◆ WHAT IS EXPECTED ◆
Copy all the lines of the data that include the word "building".

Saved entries
-=-=-

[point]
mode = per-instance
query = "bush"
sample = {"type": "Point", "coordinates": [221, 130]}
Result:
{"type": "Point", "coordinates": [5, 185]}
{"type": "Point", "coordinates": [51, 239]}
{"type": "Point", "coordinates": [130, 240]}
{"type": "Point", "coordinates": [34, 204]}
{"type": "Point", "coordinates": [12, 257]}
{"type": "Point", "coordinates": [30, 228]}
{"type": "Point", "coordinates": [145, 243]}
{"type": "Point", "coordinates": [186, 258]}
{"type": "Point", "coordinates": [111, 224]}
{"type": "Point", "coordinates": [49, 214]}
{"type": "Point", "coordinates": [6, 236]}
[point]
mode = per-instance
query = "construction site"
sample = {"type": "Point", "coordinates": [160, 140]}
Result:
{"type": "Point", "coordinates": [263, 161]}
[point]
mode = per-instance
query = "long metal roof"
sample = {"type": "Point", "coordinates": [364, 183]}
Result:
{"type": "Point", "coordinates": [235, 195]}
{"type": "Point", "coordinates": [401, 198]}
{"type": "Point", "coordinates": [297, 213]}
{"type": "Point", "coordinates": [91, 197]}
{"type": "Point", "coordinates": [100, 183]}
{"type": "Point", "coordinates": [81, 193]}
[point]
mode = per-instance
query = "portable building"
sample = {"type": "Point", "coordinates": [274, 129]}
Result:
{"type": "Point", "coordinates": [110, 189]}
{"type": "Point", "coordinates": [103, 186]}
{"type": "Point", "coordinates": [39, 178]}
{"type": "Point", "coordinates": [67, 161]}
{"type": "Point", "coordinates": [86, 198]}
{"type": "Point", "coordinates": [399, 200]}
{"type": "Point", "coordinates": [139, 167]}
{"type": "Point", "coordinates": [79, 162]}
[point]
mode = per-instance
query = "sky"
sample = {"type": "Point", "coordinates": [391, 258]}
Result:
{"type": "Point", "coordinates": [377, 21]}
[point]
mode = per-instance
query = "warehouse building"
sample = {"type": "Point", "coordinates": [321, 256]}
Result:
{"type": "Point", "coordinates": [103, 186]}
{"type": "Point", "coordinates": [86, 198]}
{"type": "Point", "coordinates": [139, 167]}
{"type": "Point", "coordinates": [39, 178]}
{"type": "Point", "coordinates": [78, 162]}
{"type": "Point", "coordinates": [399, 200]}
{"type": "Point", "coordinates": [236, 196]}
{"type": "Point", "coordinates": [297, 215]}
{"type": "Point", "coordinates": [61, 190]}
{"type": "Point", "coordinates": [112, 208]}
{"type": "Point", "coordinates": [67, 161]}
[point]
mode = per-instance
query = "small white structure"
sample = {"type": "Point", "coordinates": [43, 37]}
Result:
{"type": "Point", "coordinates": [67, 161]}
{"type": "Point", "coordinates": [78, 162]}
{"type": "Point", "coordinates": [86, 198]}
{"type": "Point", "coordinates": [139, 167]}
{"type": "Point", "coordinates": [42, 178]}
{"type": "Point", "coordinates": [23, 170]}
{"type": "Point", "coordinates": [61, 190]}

-=-=-

◆ TASK RESPONSE ◆
query = "portable building"
query = "warehouse building"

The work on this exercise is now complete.